**Problem to work on:** Carry over the entries from their start through the line containing "(1035, 375)", reproducing every line and nothing past it, with each coordinate in the answer points reduced by 6.

**Source material:**

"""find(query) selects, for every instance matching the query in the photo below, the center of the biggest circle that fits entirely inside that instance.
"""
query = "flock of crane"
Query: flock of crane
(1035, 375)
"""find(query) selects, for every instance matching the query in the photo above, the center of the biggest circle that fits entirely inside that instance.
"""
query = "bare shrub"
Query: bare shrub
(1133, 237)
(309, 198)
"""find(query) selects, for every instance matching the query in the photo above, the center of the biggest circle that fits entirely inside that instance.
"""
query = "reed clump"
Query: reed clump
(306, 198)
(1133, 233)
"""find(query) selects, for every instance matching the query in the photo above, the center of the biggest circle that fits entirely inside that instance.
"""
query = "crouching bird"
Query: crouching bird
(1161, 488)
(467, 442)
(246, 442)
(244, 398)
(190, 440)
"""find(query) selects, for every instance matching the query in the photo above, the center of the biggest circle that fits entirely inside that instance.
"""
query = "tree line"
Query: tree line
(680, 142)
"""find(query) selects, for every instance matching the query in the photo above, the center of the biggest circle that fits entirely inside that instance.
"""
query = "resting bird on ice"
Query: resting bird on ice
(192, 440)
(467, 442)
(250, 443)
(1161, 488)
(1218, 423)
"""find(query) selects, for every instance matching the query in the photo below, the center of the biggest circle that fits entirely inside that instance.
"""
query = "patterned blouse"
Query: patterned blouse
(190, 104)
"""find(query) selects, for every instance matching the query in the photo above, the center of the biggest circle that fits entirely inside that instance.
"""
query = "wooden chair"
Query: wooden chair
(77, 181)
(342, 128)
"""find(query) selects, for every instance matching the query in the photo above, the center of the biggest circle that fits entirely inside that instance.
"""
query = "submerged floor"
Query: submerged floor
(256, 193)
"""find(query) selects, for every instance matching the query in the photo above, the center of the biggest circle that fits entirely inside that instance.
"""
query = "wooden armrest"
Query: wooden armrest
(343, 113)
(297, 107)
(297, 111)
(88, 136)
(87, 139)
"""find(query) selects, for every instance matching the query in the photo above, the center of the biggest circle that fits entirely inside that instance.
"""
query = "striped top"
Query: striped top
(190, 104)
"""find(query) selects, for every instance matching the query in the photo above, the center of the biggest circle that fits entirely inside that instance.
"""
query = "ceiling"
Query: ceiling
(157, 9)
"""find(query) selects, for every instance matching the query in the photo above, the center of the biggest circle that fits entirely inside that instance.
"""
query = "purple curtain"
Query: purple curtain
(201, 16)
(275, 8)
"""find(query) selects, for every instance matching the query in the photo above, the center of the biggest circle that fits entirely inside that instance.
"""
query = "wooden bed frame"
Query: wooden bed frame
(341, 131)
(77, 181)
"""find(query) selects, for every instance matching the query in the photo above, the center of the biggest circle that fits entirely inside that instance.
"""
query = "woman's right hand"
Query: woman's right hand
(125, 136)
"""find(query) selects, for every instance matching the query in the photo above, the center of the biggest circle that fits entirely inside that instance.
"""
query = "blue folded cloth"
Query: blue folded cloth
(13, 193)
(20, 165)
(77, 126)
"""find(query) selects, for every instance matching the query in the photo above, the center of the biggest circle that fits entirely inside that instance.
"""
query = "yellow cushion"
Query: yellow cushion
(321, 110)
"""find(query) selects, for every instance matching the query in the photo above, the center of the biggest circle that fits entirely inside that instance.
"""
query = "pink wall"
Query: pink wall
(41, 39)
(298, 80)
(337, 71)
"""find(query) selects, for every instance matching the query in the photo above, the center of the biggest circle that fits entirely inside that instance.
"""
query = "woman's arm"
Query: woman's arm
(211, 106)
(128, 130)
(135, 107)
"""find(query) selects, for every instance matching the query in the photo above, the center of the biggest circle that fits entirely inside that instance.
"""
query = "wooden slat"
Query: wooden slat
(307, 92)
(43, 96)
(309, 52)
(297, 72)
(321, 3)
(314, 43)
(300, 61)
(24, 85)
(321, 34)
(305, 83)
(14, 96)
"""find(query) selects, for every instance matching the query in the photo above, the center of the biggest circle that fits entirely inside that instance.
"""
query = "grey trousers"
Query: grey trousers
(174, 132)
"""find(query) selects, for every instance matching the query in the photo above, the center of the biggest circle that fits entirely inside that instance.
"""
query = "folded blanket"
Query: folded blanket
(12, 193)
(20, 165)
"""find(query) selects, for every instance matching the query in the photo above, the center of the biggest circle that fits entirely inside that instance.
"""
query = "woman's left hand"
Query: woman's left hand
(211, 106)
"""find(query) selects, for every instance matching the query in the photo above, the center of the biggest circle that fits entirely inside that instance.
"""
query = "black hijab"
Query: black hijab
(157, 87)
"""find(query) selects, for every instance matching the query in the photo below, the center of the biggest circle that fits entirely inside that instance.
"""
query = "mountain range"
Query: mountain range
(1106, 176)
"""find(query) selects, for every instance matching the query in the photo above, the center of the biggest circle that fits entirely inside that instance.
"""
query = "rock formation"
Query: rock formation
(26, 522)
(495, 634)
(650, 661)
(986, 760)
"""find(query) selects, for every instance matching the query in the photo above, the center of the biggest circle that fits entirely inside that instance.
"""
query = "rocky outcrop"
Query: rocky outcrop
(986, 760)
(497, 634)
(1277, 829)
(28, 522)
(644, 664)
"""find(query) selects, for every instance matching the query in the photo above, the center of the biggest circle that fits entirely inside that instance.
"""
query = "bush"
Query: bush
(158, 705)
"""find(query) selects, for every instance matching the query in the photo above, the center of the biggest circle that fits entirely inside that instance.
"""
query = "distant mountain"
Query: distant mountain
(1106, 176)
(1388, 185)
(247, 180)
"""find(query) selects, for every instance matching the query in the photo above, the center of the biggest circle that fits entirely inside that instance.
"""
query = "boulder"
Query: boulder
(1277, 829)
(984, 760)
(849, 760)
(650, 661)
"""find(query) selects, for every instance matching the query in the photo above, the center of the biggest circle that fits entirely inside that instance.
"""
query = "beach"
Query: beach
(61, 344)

**Exercise answer:**
"""find(query) selects, for every instance matching the query in the photo below, the center of the biggest circle that fits entirely inside that instance.
"""
query = "flock of crane"
Query: flock of crane
(1029, 369)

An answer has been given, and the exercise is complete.